## TASK ITEM:
The output must be the data, printed exactly as written.

----- SUPPLIED RECORDS -----

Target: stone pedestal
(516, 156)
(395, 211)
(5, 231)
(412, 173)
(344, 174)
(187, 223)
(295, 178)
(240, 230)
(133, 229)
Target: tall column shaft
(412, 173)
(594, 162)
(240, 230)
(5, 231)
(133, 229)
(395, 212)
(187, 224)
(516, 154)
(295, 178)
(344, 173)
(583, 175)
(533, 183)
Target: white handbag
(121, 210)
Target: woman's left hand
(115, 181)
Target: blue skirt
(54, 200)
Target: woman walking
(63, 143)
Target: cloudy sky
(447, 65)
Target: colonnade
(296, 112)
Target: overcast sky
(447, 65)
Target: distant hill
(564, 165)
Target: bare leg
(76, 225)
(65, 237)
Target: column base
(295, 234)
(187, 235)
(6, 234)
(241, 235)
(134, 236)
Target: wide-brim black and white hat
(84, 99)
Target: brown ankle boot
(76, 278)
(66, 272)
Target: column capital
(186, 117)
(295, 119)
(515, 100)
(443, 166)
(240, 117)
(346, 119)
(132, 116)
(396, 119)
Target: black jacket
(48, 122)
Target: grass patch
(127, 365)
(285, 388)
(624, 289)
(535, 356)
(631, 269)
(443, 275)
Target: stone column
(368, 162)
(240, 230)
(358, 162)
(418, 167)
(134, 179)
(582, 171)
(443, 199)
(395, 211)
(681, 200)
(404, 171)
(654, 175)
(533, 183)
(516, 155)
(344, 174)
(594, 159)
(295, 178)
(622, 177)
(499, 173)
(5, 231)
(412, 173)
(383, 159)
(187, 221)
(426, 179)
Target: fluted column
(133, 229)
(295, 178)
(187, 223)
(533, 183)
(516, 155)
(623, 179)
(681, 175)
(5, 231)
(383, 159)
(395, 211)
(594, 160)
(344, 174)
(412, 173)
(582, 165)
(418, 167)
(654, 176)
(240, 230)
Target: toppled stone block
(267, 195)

-----

## SOLUTION:
Target: stone pedestal
(516, 156)
(395, 211)
(5, 231)
(412, 173)
(344, 174)
(187, 223)
(295, 178)
(240, 230)
(133, 229)
Target: tall column shaft
(412, 173)
(594, 162)
(240, 230)
(5, 231)
(133, 229)
(395, 212)
(187, 224)
(516, 154)
(295, 178)
(344, 173)
(583, 175)
(533, 183)
Target: white handbag
(121, 210)
Target: woman's left hand
(115, 181)
Target: blue skirt
(54, 200)
Target: woman walking
(63, 143)
Target: cloudy sky
(447, 65)
Target: colonnade
(296, 112)
Target: overcast sky
(447, 65)
Target: distant hill
(564, 165)
Target: bare leg
(76, 225)
(65, 237)
Target: column base
(295, 234)
(187, 235)
(6, 234)
(241, 235)
(134, 236)
Target: wide-brim black and white hat
(84, 99)
Target: brown ankle boot
(76, 278)
(66, 272)
Target: column capital
(186, 117)
(295, 119)
(515, 100)
(443, 166)
(240, 117)
(346, 119)
(132, 116)
(396, 119)
Target: black jacket
(48, 122)
Target: grass patch
(127, 365)
(285, 388)
(624, 289)
(535, 356)
(631, 269)
(443, 275)
Target: stone column
(368, 162)
(240, 230)
(358, 162)
(418, 167)
(134, 179)
(582, 171)
(443, 199)
(395, 211)
(681, 200)
(404, 171)
(654, 175)
(533, 183)
(516, 155)
(344, 174)
(594, 159)
(295, 178)
(622, 177)
(499, 173)
(5, 231)
(412, 173)
(383, 159)
(187, 221)
(426, 179)
Target: fluted column
(133, 229)
(295, 178)
(187, 223)
(533, 183)
(516, 155)
(623, 179)
(681, 175)
(5, 231)
(383, 159)
(395, 211)
(594, 160)
(344, 174)
(412, 173)
(582, 165)
(418, 167)
(654, 176)
(240, 230)
Target: toppled stone block
(267, 195)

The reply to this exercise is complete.